Maître Tamura parlait souvent de simplicité et d'engagement, des valeurs que j'ai retrouvées récemment dans un livre écrit par un maître de thé. Ce qui frappait chez lui, c'était la pureté de son Aïkido : ses mouvements étaient simples, dépourvus de fioritures, sans gestes superflus. Il parvenait à instaurer une harmonie, non seulement dans la technique, mais aussi dans ses interactions avec les autres. Cette harmonie globale se manifestait même lors des réunions, où il avait une capacité remarquable à calmer les esprits et à recentrer les discussions sur l'essentiel. Cependant, lorsqu'il rencontrait une personne dont l'attitude posait problème, il n'hésitait pas à lui dire les choses clairement.

 

Avez-vous des anecdotes le concernant ?

| Extrait de liste |

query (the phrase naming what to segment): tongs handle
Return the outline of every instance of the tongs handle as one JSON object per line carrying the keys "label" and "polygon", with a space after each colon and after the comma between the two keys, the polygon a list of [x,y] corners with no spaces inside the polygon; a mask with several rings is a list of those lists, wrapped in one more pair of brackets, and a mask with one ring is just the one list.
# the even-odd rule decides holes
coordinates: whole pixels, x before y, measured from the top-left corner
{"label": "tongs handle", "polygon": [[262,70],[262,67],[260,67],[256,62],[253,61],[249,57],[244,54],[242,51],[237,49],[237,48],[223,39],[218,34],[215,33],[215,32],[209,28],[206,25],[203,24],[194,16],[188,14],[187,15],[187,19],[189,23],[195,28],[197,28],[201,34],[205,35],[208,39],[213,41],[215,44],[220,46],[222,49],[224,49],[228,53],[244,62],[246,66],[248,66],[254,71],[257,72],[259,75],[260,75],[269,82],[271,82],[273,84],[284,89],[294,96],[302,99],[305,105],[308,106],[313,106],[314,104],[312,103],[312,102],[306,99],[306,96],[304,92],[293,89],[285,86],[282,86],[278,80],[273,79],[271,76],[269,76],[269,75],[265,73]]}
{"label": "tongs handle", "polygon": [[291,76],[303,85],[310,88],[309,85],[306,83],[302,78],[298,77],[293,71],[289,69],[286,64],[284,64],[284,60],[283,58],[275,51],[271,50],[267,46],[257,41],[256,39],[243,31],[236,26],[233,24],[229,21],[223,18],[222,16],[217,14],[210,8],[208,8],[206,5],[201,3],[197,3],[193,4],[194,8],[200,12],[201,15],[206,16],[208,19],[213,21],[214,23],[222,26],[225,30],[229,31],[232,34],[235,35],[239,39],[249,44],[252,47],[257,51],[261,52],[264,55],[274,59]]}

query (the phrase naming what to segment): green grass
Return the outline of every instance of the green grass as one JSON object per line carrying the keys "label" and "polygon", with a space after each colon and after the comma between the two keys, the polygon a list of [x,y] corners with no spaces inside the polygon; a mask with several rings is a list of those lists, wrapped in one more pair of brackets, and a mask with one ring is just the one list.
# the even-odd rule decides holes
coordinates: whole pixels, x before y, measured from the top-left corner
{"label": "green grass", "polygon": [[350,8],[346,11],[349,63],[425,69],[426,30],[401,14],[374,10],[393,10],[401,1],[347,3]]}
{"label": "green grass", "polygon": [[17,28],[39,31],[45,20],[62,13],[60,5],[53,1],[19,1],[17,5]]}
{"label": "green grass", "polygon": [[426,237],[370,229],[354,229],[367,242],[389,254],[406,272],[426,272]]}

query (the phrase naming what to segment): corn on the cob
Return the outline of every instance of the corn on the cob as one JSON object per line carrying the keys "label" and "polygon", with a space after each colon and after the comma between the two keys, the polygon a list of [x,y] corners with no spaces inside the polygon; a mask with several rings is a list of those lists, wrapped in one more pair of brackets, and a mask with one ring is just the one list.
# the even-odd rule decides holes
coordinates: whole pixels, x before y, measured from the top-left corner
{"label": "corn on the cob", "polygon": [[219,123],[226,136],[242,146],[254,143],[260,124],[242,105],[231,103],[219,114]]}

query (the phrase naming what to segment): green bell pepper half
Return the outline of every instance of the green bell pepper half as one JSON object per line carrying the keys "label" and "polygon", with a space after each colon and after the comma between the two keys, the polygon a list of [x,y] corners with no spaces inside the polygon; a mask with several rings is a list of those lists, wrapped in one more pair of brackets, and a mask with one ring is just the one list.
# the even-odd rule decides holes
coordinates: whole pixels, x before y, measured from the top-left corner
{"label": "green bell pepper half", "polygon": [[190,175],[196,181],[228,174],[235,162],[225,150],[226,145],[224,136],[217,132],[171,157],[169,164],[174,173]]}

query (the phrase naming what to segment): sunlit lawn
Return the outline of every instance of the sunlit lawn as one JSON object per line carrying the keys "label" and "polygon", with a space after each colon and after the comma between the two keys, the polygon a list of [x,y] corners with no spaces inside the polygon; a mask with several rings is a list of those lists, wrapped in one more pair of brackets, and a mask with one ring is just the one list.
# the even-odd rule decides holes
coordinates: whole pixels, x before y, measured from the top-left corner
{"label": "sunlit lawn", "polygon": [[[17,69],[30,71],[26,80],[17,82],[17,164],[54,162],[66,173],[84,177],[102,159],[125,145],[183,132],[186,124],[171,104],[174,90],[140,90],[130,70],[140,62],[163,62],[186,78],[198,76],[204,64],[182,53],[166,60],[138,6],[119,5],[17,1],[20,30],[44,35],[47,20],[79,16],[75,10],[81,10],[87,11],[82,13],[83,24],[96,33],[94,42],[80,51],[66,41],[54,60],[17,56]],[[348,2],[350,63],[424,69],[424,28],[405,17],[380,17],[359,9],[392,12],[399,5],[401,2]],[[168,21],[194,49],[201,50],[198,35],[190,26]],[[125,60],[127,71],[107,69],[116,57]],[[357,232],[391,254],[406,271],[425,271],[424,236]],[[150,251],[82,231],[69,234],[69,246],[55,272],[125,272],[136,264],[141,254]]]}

| Votre travail |
1. Relevez toutes les expressions par lesquelles le texte sur Maître Tamura décrit ses mouvements.
2. Rédigez la suite du texte sur Maître Tamura, en partant de sa dernière phrase.

| Réponses attendues |
1. simples ; dépourvus de fioritures ; sans gestes superflus

2.
Il avait toujours une attitude martiale, même en dehors du tatami. Je ne l'ai presque jamais vu s'adosser à une chaise. Il restait toujours droit, impassible, même lors des réunions qui s'éternisaient. Cette posture, cette vigilance constante, faisait partie de sa nature, et c'était impressionnant à observer. J'ai un souvenir qui illustre parfaitement son aspect martial. Un jour, nous étions à table, discutant après un stage où nous avions travaillé Shomen Uchi. Un de mes amis, assis à côté de lui, lui dit : "Mais si je vous attaque maintenant avec un couteau, ici, hors du tatami, ça ne fonctionnera pas, n'est-ce pas ?" Tamura Sensei lui a simplement répondu : "Si tu dois m'attaquer, alors fais-le." Mon ami, un peu sceptique, a saisi le couteau de cuisine qui se trouvait sur la table et l'a attaqué. Ce qui s'est passé ensuite est gravé dans ma mémoire. La réponse de Tamura Sensei a été d'une violence incroyable, d'une rapidité et d'une précision redoutables. En un instant, mon ami s'est retrouvé immobilisé, sa tête coincée contre la table, le couteau écarté. Je n’avais jamais vu ça !

 

 

Excepté Tamura Sensei, quels sont les maîtres japonais qui vous ont marqués ?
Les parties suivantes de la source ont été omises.